What is required: Reproduce the passage of the course syllabus text word for word, starting with "Syllabus of Bridge" and going on through "Tools like R/Python/Eviews.".

Any other core/ elective course offered to MTech (CSE)/MTech (IT&E)/MTech (ACM) can be opened for this program as well.
Syllabus of Bridge and Core courses:
- Econometrics: (3 credits Bridge Course, not open for students with MA Economics): Predicting Economic Outcomes with Simple Regression Model, Testing Economic Theories and Evaluating Policy Effects with Multiple Regression Analysis, Multiple Regression Analysis: Further Issues, Analysis of Qualitative Data using Dummy Variables, Improving the Econometric Model: A case of Heteroscedasticity, Econometric Model Specification and Data Issues, Modelling Jointly Determined Explanatory Variables: Simultaneous-Equation Models and Pooled/Panel Data Models, Computational Tools like R/Python/Eviews.
- Programming Foundations for Data Sciences: (3 credits Bridge Course, not open for students with CS/IT background) : HTML5, DHTML, Overview of Python, Operators and Expressions, Flow Control, Sequence Data (list operations, list methods, Strings sets, Dictionaries), Functions, Files, Errors and Exception Handling, Modules, Regular Expressions, Object oriented programming using Python, GUI, Database connectivity: Python Database API to connect MySql Database. Python XML processing: XML parser Architecture, Parsing XML with SAX & DOM APIs, Introduction to cloud environment.

Stored data:
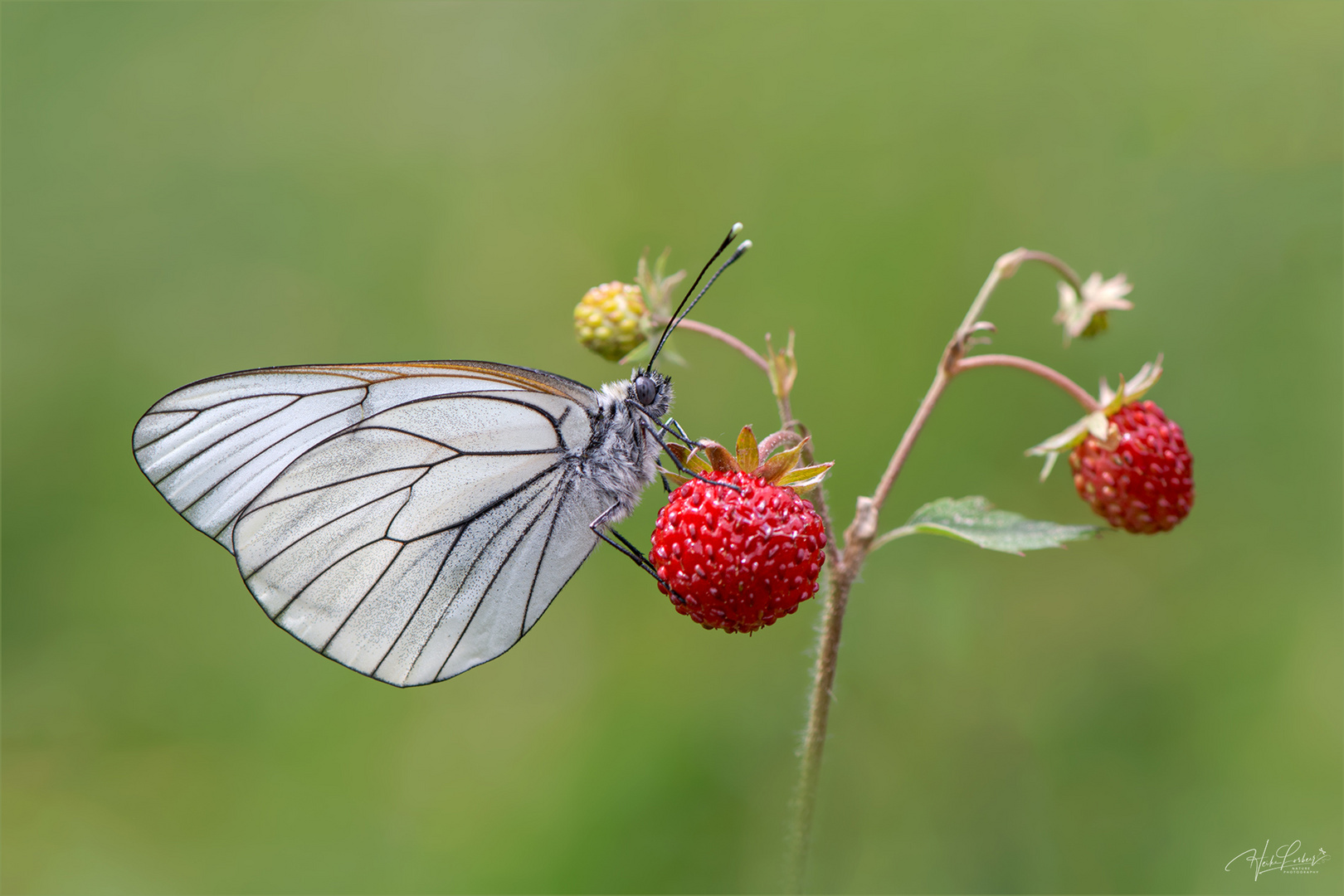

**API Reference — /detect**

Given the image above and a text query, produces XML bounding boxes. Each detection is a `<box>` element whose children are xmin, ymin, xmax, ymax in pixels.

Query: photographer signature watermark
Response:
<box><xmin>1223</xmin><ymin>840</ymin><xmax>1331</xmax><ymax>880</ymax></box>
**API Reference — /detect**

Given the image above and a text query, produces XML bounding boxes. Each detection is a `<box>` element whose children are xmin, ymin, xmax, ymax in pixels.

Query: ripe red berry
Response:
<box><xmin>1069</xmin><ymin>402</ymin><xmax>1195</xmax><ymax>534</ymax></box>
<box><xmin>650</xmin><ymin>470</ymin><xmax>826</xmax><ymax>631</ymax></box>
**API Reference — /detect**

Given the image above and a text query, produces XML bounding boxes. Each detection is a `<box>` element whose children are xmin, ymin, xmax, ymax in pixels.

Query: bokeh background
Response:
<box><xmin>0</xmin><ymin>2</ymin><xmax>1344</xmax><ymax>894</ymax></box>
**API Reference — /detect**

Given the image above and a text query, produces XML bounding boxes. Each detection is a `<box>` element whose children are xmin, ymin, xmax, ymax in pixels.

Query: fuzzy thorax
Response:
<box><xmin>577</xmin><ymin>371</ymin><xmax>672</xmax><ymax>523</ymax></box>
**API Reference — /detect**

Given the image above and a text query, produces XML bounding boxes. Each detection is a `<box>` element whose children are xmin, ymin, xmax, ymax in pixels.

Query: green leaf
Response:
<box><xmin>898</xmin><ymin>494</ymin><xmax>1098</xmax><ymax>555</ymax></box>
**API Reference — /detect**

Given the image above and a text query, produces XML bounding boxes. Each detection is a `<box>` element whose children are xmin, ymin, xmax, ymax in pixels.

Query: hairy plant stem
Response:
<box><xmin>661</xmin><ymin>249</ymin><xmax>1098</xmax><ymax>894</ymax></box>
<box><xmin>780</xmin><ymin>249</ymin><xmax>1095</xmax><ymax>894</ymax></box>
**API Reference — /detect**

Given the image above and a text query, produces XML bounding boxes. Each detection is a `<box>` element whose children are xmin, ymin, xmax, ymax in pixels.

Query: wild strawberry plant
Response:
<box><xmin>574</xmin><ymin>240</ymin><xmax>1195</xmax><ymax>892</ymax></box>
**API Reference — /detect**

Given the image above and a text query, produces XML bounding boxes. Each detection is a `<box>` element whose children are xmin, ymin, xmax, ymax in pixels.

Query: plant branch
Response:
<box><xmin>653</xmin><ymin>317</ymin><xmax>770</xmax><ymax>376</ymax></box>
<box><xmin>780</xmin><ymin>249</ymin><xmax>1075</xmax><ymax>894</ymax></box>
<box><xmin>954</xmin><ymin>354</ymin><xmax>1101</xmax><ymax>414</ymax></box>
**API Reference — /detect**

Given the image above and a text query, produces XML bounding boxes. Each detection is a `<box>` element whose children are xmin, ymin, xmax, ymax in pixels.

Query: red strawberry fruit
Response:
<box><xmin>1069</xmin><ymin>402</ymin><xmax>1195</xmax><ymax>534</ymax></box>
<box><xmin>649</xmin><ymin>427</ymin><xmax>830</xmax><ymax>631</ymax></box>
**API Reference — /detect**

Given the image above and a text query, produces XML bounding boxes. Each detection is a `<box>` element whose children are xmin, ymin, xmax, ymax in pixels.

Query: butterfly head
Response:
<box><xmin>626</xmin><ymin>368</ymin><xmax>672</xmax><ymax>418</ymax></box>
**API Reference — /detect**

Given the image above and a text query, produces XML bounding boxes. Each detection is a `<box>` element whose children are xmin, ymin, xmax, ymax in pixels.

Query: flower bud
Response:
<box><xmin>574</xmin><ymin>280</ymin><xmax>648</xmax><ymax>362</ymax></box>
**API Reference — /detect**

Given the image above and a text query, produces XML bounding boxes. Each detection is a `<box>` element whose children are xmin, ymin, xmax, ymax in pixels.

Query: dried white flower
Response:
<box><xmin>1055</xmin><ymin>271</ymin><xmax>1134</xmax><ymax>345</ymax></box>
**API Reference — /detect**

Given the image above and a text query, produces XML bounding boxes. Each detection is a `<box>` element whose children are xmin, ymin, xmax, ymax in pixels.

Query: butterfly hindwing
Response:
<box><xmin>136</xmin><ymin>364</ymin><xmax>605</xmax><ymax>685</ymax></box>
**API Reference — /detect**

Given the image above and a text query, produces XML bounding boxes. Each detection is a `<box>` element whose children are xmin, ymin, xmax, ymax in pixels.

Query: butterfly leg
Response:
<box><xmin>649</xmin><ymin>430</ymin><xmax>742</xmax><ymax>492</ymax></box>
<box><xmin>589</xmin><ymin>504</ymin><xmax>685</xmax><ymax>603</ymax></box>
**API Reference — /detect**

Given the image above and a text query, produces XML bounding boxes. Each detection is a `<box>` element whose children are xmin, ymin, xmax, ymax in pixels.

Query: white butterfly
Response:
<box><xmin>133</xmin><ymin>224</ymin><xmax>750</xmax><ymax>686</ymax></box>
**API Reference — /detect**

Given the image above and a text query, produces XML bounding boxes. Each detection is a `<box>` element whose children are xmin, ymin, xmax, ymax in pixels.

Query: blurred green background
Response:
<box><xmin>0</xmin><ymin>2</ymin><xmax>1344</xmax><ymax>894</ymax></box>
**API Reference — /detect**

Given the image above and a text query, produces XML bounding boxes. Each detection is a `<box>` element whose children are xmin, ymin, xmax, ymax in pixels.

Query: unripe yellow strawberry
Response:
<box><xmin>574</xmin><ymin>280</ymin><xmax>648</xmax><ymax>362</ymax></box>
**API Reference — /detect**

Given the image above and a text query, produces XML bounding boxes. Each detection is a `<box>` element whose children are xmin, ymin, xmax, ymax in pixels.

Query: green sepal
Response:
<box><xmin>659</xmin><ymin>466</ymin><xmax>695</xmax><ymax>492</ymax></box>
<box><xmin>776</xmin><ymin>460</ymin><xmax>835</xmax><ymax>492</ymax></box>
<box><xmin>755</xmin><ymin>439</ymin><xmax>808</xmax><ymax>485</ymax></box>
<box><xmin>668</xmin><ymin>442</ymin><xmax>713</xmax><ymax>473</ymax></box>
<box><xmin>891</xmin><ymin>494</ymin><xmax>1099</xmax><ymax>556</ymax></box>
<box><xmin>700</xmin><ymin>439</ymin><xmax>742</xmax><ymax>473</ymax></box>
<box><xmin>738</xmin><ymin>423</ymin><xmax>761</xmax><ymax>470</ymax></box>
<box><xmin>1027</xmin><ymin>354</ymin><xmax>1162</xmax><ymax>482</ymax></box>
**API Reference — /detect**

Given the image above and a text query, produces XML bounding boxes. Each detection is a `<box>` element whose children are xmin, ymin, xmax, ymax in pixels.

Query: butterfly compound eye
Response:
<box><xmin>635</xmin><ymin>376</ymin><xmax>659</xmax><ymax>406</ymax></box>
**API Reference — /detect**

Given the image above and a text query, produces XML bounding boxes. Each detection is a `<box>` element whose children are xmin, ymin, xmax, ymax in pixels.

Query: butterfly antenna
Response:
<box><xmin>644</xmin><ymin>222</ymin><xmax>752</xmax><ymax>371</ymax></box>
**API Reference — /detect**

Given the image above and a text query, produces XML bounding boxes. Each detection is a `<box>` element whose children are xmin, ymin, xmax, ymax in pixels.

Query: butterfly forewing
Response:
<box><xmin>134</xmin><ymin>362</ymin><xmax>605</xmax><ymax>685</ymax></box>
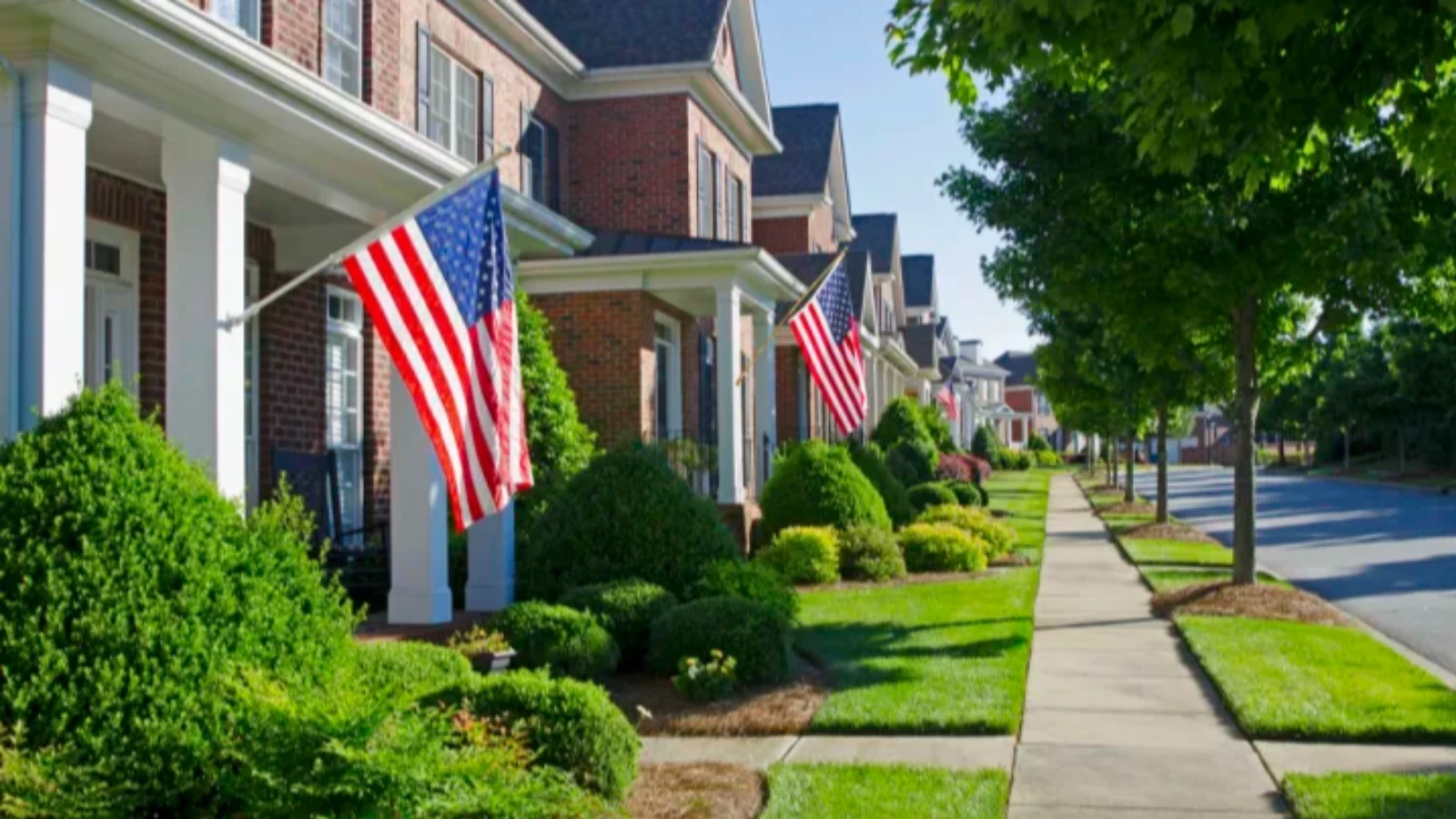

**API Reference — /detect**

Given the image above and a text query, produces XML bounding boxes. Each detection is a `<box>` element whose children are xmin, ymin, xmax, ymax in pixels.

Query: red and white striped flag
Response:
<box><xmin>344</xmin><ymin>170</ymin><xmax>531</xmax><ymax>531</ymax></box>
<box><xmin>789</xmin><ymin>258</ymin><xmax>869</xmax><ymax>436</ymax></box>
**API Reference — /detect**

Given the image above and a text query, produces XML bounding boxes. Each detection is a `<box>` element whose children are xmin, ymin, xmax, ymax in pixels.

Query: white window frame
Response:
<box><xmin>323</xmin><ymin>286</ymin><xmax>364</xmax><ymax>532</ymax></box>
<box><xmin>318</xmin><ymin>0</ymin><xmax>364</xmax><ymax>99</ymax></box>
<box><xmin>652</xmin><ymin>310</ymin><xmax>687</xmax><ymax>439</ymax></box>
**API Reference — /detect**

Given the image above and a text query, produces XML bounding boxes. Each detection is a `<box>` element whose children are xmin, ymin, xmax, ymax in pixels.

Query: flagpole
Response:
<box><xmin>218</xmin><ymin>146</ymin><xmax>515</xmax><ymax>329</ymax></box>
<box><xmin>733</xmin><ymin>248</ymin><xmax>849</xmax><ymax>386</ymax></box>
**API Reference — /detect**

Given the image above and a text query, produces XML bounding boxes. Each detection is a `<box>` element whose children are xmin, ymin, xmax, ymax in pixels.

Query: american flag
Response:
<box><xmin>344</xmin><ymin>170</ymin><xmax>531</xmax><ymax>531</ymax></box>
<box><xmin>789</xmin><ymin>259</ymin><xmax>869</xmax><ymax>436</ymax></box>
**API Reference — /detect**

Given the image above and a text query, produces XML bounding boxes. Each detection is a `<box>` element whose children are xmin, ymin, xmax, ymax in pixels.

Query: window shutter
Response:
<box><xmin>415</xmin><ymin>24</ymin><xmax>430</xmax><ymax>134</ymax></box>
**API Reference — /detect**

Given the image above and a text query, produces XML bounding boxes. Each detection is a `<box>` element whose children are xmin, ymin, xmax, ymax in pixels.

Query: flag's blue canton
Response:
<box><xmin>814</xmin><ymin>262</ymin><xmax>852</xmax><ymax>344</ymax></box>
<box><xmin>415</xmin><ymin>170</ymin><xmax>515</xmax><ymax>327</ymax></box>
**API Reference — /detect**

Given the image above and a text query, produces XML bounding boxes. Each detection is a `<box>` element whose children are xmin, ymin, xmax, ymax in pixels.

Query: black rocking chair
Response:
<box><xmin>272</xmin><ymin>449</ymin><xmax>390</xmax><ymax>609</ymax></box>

The output:
Syllabus of Bridge and Core courses:
- Econometrics: (3 credits Bridge Course, not open for students with MA Economics): Predicting Economic Outcomes with Simple Regression Model, Testing Economic Theories and Evaluating Policy Effects with Multiple Regression Analysis, Multiple Regression Analysis: Further Issues, Analysis of Qualitative Data using Dummy Variables, Improving the Econometric Model: A case of Heteroscedasticity, Econometric Model Specification and Data Issues, Modelling Jointly Determined Explanatory Variables: Simultaneous-Equation Models and Pooled/Panel Data Models, Computational Tools like R/Python/Eviews.